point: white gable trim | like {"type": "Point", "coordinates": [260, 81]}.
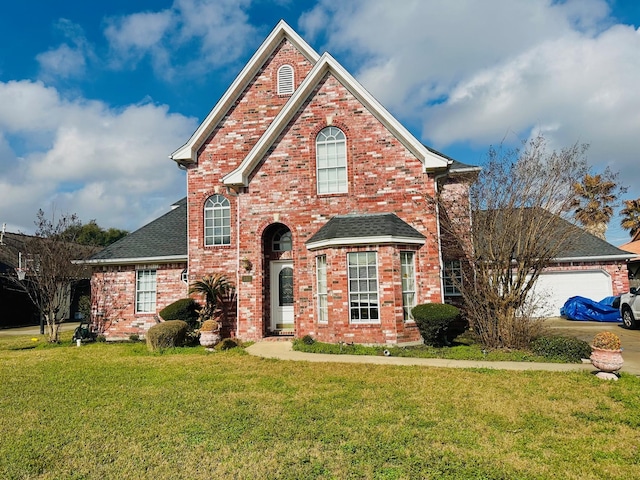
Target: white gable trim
{"type": "Point", "coordinates": [327, 63]}
{"type": "Point", "coordinates": [188, 152]}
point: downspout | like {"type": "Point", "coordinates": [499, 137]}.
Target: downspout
{"type": "Point", "coordinates": [237, 262]}
{"type": "Point", "coordinates": [436, 179]}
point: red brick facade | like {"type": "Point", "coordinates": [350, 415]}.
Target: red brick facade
{"type": "Point", "coordinates": [385, 174]}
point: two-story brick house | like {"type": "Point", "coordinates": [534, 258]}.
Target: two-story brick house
{"type": "Point", "coordinates": [309, 196]}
● ● ● ● ● ● ●
§ **GIVEN EXERCISE**:
Reproduce word for word the stretch of the data from the line containing "point: two-story brick" through the final line of the data.

§ **FINISHED ANSWER**:
point: two-story brick house | like {"type": "Point", "coordinates": [534, 258]}.
Target: two-story brick house
{"type": "Point", "coordinates": [309, 196]}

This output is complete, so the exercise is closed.